Provided text

****************

Unit Plan 23 (Grade 7 Social Studies): African Kingdoms of Trade and Power

Explore how West and East African kingdoms like Ghana, Mali, Songhai, and the Swahili city-states rose through trade, resources, and leadership—revealing how geography, power, and culture shaped everyday life across Africa.

  • Dr. Michael Kester-Haynes

Dr. Michael Kester-Haynes

12 Nov 2025 • 6 min read
Unit Plan 23 (Grade 7 Social Studies): African Kingdoms of Trade and Power

Focus: Examine how West and East African kingdoms grew through trade networks, resources, and leadership—and how power shaped daily life.

Grade Level: 7

Subject Area: Social Studies (World History • Geography • Economics • Inquiry)

Total Unit Duration: 5 sessions (one week), 50–60 minutes per session


I. Introduction

Students investigate West African empires (Ghana, Mali, Songhai) and East African city-states (Kilwa, Mombasa, Zanzibar) and related inland powers (e.g., Great Zimbabwe) to see how resources, routes, and rulers drove growth. Using maps, mini-sources, and visuals, learners connect trans-Saharan caravans and Indian Ocean monsoon trade to culture, religion, and governance.

Essential Questions

  • How did natural, human, and capital resources fuel the rise of African kingdoms?
  • In what ways did geography and trade routes connect West and East Africa to wider Afro-Eurasian exchange?
  • How did leadership and policy choices affect prosperity, inclusion, and conflict for different groups?

II. Objectives and Standards

Learning Objectives — Students will be able to:

  1. Identify how gold, salt, ivory, iron, and agricultural surpluses—plus merchants, sailors, scholars, and infrastructure—shaped regional economies (Econ.5).

****************

List of tasks
A - In the African kingdoms unit plan, how many sessions does the unit take, and how long is each one?
B - Carry on the African kingdoms unit plan from the point where it stops.

****************

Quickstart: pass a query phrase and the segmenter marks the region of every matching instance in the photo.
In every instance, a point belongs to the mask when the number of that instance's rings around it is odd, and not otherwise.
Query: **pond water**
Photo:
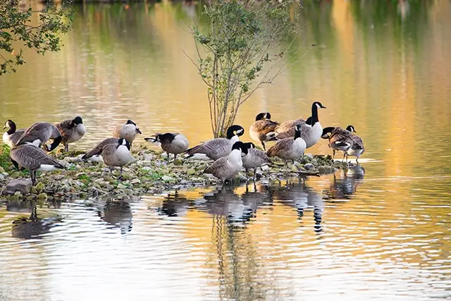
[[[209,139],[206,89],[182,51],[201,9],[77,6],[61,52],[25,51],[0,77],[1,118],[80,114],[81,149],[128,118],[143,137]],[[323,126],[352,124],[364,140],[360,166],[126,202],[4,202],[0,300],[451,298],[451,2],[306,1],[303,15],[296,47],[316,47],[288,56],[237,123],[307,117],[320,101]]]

****************

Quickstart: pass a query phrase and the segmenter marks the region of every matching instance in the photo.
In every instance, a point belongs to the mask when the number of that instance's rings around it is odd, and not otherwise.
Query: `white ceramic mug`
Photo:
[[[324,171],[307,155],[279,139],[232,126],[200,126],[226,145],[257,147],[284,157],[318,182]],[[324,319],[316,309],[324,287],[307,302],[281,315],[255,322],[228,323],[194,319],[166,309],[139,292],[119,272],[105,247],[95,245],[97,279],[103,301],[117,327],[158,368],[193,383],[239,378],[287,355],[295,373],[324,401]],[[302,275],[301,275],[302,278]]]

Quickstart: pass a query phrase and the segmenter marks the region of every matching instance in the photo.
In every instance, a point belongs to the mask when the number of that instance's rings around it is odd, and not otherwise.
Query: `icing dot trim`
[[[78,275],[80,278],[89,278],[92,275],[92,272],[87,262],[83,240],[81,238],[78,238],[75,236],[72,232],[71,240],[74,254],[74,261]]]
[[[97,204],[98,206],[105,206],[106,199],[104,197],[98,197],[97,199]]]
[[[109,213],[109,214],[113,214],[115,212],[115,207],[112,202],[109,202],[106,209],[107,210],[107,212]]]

****************

The replies
A - Five sessions over one week, each lasting 50–60 minutes.

B -
  2. Explain how routes, ports, and monsoon/camel technologies spread goods, ideas, beliefs, and languages (Geo.5).
  3. Describe diverse perspectives and experiences (court elites, scholars, artisans, miners, caravaners, sailors, enslaved persons, rural communities) across regions (Hist.3).
  4. Analyze how rulers (e.g., Sundiata, Mansa Musa, Askia Muhammad, coastal sultans) used taxation, justice, diplomacy, and patronage to build legitimacy.
  5. Construct a comparative claim about trade and power using corroborated maps, data, and images.

Standards Alignment — 7th Grade (C3-based custom)

  • 7.C3.Econ.5 — Natural/human/capital resources and global exchange.
  • 7.C3.Geo.5 — Global networks of exchange and diffusion.
  • 7.C3.Hist.3 — Diverse perspectives/experiences across societies.

Success Criteria — Student Language

  • I can trace resources to routes to revenue and explain who benefited and why.
  • I can show how geography and technology (camels, dhows, monsoons) enabled long-distance exchange.
  • I can compare experiences of at least two groups with evidence from maps/sources/images.